Building an American Studies Information Community
A Proposal to The Andrew W. Mellon Foundation
By The University of Virginia Library
Libraries of the twenty-first century must take on the challenge of making
sense of the flood of print and digital information now overwhelming students
and scholars. The University of Virginia Library has just scratched the surface
of a great potential to build and sustain a comprehensive program to support
excellence in teaching and research. Our objective in creating the Library
of Tomorrow is to make all forms of information easily accessible to our faculty
and students as well as an international audience of academic and non-academic
users.
Information Communities
Building on its strengths in user service, special collections,
and digital initiatives, the Library is working to create the model University
research library for the twenty-first century. The foundation of this model
is a concept we are calling Information Communities.
An Information Community is a group of scholars, students,
researchers, librarians, information specialists and citizens from similar
or dissimilar fields, whose common link is a shared information need. This
information need can be oriented around a subject, a field, a methodology,
or a data type. The information can include text, data, digitized media, images,
and formal and informal scholarly exchanges of ideas. Information Communities
exist as a medium for bringing people together and making them aware of opportunities
and resources. Community is fostered by personal communication, shared interests,
shared research materials, shared tools, and shared standards. Information
Communities add value to information, and offer opportunities for using information
in new and different ways. Activities of the community can include creation
of web-based materials, development of portable tools for enhancing access
to the materials, and managing of conferences and publications. Information
Communities foster innovation and spark new areas of research, and usually
result in a tangible body of knowledge for consumers.

SET TASK
According to the proposal above, what is the common link among members of an Information Community?

ENTRIES SHOWN
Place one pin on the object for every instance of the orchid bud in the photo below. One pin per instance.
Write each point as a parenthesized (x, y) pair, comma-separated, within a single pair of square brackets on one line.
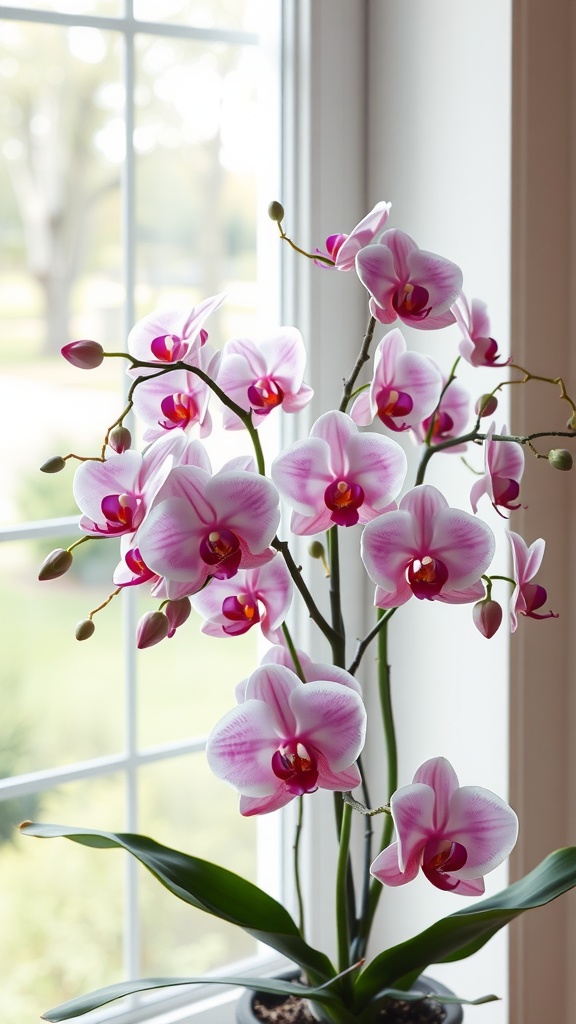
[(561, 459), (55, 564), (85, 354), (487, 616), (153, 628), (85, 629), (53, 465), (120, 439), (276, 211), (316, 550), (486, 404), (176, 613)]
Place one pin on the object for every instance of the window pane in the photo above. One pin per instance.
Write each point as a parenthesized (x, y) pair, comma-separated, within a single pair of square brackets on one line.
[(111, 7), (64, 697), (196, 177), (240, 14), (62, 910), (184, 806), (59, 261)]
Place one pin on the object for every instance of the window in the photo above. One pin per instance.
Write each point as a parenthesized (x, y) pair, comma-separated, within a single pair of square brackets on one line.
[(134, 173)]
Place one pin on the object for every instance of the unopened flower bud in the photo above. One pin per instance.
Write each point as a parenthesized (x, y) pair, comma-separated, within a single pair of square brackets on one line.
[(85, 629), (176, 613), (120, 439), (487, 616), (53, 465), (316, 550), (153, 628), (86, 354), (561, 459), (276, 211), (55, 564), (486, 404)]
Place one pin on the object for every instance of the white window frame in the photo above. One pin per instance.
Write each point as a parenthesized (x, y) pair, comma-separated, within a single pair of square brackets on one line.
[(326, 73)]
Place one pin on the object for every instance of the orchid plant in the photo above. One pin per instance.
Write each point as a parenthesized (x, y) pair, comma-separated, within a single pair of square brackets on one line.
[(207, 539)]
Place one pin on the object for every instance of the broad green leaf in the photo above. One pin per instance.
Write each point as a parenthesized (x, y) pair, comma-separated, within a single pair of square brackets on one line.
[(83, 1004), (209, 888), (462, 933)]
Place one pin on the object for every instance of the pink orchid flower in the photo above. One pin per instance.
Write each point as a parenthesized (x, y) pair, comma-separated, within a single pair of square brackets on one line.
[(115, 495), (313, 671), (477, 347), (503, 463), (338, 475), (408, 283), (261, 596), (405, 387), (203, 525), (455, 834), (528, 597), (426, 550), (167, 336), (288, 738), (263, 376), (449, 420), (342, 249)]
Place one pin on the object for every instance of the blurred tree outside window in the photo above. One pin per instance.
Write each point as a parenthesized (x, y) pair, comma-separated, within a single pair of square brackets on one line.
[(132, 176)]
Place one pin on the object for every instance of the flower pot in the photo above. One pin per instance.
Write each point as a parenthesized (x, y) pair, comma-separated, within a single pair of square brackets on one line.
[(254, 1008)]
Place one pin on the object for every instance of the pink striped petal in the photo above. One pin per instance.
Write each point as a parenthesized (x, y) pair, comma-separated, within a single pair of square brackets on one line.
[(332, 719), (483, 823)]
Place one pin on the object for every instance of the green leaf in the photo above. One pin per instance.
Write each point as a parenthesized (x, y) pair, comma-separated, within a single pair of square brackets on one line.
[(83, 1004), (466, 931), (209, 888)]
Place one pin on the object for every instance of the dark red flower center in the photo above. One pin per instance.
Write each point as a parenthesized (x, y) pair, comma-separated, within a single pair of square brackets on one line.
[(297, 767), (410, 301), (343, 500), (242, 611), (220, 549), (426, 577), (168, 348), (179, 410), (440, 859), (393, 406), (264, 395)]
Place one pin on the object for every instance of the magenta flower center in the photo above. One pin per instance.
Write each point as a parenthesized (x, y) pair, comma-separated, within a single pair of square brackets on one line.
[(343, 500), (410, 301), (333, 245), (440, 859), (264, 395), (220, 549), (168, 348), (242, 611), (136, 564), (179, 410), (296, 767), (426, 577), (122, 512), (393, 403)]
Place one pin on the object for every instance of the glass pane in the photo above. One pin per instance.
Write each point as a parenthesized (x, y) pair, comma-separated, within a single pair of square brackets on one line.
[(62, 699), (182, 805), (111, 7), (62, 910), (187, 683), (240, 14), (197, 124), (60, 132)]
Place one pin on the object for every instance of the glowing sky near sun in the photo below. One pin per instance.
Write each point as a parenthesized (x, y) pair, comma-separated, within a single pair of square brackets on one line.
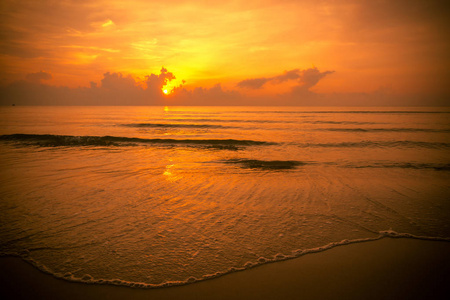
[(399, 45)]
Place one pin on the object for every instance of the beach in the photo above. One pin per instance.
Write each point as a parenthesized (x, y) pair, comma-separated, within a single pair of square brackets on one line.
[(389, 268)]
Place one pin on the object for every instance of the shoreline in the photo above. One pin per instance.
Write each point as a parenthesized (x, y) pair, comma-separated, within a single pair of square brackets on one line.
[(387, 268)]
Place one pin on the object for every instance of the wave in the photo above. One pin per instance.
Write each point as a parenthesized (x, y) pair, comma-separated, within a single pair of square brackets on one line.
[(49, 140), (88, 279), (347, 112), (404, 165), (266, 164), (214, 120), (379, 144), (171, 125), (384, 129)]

RESULT OF THE TASK
A shared information need.